TASK DETAILS ▸
Among the entries below, find the lines with "branch" and copy them.

Segment Open

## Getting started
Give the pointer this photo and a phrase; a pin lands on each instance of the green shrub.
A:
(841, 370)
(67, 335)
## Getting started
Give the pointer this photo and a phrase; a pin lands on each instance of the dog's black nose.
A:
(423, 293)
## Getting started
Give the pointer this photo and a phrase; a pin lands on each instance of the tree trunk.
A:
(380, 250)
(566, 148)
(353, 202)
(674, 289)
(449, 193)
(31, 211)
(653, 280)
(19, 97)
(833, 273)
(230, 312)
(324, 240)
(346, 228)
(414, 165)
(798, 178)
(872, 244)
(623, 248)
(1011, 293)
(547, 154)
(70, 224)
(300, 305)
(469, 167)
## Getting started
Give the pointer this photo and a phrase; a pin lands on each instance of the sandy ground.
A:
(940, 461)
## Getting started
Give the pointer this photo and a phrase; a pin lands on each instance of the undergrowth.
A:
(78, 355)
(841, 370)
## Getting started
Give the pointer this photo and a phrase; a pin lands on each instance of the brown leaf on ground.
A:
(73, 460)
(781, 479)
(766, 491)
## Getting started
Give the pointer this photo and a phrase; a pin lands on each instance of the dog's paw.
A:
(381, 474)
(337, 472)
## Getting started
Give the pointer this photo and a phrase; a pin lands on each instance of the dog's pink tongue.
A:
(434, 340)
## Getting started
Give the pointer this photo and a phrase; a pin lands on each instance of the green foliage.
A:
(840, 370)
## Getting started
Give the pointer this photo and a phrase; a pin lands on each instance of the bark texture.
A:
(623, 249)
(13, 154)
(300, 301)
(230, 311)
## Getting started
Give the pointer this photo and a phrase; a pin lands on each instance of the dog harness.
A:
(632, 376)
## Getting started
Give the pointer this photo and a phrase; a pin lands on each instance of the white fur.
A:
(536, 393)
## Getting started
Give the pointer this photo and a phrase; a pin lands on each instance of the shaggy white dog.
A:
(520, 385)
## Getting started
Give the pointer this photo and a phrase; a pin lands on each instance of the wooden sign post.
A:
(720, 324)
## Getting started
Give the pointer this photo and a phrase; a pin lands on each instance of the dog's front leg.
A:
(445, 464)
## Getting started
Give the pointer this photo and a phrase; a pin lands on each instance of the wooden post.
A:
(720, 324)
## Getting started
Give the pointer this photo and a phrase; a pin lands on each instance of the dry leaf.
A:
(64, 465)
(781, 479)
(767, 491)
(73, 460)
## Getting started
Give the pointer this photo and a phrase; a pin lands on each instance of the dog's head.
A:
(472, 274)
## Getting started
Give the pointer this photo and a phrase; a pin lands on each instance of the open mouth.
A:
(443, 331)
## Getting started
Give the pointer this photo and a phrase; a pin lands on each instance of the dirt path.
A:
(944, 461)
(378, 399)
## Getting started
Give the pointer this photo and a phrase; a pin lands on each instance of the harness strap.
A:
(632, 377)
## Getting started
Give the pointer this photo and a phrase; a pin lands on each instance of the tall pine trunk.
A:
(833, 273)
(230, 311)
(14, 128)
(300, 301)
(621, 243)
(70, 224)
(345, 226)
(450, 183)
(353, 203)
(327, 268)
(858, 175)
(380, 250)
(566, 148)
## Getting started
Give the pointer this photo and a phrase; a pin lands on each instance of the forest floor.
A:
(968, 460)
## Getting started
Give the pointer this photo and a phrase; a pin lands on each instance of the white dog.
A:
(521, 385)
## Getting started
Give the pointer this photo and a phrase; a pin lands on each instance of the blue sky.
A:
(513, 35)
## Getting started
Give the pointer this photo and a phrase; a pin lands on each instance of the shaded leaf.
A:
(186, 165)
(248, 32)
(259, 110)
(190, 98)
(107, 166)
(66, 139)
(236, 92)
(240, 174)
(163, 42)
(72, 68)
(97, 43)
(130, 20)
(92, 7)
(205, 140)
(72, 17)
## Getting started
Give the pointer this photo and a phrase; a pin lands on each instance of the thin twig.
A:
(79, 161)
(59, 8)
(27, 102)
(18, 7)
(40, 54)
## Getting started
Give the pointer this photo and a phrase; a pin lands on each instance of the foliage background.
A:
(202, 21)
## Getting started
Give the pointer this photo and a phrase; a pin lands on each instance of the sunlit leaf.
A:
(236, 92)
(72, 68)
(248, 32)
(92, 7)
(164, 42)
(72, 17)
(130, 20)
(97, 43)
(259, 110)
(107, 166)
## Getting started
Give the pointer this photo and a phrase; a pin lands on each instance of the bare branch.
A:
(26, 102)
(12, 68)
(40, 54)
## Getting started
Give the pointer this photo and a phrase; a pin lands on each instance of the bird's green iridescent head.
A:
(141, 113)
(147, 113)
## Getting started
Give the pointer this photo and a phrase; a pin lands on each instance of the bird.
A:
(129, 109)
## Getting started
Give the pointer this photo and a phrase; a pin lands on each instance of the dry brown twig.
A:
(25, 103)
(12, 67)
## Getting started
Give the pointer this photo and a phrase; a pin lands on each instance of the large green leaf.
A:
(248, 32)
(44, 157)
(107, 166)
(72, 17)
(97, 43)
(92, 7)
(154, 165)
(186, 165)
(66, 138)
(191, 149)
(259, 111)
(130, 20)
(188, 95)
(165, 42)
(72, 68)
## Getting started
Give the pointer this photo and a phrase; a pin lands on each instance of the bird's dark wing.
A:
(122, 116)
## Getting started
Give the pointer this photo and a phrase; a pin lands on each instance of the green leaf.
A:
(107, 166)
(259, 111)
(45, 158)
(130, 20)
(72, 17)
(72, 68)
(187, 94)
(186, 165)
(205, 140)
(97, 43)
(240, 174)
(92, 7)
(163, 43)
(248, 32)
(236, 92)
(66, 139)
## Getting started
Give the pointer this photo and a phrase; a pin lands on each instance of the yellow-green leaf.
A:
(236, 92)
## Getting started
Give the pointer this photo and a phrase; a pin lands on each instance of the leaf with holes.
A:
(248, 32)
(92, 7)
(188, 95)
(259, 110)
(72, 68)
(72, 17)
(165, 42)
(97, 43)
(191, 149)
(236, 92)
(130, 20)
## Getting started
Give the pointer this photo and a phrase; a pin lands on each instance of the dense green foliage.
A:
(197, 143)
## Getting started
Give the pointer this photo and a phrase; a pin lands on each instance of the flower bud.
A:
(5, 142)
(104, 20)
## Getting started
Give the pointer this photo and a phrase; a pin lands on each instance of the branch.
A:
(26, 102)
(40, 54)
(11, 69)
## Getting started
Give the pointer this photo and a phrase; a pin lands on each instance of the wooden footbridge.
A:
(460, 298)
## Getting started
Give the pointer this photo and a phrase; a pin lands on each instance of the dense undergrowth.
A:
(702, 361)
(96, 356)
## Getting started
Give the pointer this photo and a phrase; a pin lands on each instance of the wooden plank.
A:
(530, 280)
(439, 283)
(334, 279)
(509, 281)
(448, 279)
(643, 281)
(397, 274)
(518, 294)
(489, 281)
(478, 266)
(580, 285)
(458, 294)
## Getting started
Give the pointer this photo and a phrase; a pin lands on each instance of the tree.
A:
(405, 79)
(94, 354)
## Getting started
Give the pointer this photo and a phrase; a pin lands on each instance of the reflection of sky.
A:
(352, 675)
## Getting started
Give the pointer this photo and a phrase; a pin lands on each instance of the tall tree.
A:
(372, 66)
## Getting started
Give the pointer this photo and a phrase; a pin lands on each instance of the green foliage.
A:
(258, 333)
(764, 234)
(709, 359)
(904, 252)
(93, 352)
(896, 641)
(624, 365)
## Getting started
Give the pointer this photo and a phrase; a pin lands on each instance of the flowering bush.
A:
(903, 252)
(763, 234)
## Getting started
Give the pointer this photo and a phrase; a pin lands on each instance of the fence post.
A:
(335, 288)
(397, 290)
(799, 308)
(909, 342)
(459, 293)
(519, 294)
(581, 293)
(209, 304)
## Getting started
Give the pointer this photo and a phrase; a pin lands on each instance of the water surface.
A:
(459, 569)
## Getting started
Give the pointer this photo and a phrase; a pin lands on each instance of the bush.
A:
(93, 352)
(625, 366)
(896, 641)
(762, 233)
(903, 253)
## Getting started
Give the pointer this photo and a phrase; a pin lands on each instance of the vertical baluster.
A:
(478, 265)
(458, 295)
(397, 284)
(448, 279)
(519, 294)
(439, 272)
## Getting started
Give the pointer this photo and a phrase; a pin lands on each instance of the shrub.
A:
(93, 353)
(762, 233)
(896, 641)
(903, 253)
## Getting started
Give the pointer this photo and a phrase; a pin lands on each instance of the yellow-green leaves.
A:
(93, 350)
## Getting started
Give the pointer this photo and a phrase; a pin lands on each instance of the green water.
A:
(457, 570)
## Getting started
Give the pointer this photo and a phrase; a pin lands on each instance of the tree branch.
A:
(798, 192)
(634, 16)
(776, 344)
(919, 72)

Segment Closed

EXPECTED OUTPUT ▸
Give the pointer this photo and a phrase; a pin lands on each instance of the bare branch.
Give the pointer this photo and a phrase; a pin lands on each instance of the branch.
Give the pointer this photo and a phrase; a pin lands on each instance of the tree branch.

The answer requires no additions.